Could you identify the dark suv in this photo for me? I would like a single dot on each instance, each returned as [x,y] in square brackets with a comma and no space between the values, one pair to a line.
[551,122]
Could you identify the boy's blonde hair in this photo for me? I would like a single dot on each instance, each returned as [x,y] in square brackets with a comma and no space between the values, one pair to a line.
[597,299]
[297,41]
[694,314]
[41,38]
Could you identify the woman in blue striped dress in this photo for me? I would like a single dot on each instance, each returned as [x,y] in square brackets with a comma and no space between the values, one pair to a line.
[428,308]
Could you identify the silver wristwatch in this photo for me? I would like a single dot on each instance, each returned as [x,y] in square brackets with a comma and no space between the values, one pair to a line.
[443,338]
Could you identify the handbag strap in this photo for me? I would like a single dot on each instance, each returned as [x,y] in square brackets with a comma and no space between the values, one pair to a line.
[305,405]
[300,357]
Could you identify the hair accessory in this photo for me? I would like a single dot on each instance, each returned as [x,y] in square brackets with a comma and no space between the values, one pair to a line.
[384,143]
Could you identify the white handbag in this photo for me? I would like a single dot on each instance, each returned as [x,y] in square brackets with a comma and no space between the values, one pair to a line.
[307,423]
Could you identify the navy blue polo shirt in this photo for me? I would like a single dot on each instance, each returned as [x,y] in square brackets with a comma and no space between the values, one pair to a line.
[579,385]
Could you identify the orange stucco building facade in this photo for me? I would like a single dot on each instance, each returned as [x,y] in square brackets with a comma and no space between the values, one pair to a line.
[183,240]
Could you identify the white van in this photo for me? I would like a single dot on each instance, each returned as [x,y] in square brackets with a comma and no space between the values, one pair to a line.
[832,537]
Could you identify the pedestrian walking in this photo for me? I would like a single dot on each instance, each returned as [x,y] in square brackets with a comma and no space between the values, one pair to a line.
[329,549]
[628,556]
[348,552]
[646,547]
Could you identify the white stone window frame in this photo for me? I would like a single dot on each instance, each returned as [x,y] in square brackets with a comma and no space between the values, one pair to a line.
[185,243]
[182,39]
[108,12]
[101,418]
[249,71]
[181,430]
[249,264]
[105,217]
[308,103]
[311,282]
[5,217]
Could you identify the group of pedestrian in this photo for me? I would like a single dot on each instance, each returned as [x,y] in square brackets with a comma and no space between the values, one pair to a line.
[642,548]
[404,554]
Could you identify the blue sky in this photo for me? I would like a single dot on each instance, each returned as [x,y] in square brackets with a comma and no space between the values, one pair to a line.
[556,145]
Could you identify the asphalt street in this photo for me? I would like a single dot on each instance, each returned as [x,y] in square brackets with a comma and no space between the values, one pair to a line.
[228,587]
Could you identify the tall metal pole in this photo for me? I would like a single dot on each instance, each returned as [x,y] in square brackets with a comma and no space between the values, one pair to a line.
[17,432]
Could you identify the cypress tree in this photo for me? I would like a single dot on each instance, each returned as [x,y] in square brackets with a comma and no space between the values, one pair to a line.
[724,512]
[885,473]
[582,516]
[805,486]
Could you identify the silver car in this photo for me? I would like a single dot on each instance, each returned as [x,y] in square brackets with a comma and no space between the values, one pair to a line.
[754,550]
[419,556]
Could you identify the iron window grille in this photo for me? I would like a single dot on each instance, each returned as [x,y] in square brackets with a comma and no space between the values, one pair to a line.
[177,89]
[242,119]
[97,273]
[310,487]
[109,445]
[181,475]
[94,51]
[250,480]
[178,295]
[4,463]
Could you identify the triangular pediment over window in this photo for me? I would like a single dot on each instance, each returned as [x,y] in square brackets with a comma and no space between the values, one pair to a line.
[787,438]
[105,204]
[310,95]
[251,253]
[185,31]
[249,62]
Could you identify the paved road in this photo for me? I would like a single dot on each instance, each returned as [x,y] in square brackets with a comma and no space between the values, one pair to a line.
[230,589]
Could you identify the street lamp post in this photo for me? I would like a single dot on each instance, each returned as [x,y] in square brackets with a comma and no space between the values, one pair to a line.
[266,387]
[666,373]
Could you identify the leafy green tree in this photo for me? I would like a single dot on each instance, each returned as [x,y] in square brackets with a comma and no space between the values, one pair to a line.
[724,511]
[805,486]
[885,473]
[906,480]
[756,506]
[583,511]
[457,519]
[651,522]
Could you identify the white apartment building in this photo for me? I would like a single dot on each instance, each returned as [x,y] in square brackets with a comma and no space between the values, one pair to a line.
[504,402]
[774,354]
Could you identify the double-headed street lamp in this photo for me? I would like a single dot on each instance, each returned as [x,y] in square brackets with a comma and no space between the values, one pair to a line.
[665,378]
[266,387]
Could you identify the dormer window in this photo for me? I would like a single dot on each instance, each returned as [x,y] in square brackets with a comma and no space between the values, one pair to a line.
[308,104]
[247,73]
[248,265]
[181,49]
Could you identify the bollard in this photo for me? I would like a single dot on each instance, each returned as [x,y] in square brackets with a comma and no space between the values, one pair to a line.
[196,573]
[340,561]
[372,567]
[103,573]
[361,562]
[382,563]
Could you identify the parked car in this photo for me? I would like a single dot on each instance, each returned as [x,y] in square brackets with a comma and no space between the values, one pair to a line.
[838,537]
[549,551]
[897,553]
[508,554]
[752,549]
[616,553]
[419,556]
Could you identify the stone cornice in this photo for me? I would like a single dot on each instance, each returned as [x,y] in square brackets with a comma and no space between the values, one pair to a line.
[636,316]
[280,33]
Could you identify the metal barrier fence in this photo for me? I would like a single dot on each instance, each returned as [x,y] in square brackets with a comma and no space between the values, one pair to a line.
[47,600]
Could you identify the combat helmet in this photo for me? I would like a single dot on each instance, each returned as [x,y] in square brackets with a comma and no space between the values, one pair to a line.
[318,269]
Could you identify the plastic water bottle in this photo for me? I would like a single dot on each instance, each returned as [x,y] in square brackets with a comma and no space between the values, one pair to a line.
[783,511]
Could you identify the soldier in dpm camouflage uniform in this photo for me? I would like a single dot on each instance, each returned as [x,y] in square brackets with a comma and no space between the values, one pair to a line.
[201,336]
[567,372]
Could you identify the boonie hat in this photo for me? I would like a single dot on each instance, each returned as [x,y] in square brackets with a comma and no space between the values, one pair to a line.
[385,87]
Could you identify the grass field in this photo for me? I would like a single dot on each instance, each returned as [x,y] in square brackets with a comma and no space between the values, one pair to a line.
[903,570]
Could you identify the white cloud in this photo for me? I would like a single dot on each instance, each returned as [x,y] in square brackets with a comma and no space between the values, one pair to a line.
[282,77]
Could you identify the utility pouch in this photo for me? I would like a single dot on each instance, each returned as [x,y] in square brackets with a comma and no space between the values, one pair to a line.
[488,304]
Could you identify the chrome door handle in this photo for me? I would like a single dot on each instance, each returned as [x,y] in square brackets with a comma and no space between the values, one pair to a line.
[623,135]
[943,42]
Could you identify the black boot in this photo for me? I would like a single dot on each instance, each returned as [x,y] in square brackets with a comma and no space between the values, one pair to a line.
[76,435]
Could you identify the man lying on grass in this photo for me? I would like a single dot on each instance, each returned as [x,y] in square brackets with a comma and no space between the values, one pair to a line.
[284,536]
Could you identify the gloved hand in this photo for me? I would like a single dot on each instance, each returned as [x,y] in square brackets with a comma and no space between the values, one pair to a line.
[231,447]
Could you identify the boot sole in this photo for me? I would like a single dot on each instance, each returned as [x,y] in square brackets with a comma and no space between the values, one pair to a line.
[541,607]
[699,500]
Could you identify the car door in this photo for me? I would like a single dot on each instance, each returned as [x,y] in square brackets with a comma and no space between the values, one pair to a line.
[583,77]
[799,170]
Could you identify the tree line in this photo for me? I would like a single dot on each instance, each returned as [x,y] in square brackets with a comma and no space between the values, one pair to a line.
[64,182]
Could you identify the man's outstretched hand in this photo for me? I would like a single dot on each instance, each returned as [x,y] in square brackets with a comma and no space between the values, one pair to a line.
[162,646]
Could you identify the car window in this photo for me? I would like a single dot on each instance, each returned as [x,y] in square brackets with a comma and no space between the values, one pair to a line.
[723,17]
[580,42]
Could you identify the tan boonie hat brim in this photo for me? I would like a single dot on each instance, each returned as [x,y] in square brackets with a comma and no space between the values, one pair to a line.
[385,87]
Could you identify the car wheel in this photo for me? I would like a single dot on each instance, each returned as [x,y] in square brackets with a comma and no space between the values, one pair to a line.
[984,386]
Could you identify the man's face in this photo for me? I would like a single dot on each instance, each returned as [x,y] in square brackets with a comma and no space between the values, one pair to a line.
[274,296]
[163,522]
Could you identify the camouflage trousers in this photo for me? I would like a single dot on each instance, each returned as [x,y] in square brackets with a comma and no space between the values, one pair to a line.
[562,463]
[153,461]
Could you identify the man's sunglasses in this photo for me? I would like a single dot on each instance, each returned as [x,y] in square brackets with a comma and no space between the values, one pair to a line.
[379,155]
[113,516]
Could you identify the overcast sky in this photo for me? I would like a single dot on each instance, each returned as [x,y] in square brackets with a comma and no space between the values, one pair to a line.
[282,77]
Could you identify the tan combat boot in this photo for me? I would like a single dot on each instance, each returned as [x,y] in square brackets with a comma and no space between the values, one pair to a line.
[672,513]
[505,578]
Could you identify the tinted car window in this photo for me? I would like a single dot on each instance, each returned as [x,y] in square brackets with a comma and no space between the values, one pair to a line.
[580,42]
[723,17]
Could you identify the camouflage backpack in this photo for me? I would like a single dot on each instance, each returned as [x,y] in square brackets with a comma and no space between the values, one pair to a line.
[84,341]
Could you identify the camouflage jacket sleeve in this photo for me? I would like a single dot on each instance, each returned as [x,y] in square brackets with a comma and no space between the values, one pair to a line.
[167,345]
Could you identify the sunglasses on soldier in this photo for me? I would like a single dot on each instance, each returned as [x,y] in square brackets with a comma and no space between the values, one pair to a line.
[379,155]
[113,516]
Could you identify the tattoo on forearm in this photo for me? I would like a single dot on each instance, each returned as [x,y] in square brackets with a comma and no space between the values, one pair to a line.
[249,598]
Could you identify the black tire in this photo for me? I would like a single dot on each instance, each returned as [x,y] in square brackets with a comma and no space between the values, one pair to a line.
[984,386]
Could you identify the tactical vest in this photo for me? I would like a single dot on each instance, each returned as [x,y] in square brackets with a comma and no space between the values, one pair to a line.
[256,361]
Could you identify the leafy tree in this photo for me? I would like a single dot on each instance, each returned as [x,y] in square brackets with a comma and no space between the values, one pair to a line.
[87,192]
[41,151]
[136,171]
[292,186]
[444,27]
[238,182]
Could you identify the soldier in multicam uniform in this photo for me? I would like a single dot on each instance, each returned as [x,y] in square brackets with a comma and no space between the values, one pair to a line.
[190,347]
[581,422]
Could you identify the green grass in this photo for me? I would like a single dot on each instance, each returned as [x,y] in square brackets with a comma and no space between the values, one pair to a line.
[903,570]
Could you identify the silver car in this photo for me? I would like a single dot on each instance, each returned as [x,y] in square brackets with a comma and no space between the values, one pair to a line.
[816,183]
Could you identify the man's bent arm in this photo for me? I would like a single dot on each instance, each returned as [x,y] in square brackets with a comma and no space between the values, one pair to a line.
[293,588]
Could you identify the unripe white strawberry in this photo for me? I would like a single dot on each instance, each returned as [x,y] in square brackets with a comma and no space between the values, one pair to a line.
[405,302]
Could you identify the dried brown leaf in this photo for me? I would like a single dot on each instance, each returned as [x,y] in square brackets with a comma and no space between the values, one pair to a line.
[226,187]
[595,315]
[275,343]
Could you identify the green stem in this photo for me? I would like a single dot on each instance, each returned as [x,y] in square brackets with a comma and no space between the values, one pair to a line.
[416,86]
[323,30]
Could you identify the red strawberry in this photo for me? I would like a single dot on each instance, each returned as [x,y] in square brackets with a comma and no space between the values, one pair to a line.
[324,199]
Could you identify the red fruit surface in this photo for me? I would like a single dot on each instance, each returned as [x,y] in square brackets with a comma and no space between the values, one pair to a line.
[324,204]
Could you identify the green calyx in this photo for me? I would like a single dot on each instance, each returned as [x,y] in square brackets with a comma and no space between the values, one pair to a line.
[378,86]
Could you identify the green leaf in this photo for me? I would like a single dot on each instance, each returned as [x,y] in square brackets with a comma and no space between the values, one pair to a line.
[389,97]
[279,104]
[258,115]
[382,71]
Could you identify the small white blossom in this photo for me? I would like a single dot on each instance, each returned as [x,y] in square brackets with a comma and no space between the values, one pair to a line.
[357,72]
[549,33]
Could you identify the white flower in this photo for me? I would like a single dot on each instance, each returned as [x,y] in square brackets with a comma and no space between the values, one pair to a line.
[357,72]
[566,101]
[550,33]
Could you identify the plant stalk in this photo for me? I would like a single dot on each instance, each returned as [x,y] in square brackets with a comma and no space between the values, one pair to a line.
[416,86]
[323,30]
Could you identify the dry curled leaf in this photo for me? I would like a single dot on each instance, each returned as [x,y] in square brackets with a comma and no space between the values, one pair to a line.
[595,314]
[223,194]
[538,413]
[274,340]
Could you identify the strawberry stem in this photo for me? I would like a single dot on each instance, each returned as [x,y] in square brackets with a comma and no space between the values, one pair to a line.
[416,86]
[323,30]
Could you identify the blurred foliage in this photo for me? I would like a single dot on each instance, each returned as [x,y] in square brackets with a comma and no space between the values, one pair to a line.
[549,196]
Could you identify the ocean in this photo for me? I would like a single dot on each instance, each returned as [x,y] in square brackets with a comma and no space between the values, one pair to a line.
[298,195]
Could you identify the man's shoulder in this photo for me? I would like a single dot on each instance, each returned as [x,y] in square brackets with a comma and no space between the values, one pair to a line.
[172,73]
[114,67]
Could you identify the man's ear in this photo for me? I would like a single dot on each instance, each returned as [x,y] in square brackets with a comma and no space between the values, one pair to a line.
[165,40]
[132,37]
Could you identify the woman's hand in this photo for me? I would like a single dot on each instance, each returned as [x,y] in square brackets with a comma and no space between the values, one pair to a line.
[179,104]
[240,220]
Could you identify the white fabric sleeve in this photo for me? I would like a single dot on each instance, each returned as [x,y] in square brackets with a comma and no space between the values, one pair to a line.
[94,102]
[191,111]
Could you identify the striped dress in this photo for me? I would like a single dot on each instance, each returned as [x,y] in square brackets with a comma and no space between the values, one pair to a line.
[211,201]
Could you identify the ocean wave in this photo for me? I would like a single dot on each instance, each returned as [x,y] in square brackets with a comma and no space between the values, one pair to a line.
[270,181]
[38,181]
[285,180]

======

### Exercise description
Exactly as written, give the line containing "Could you identify the striped" and all remaining lines of the records.

### Exercise answer
Could you identify the striped dress in this photo for me? I would like a single dot on each instance, each returned as [x,y] in square brackets with a comma and no space between the values, one pair to a line.
[211,201]
Could you identify the ocean wave in this photo for me? I would like a single dot on each instance, each returned as [x,y] in square brackets with a comma and no space between the values, one pair to a line.
[270,181]
[38,181]
[285,180]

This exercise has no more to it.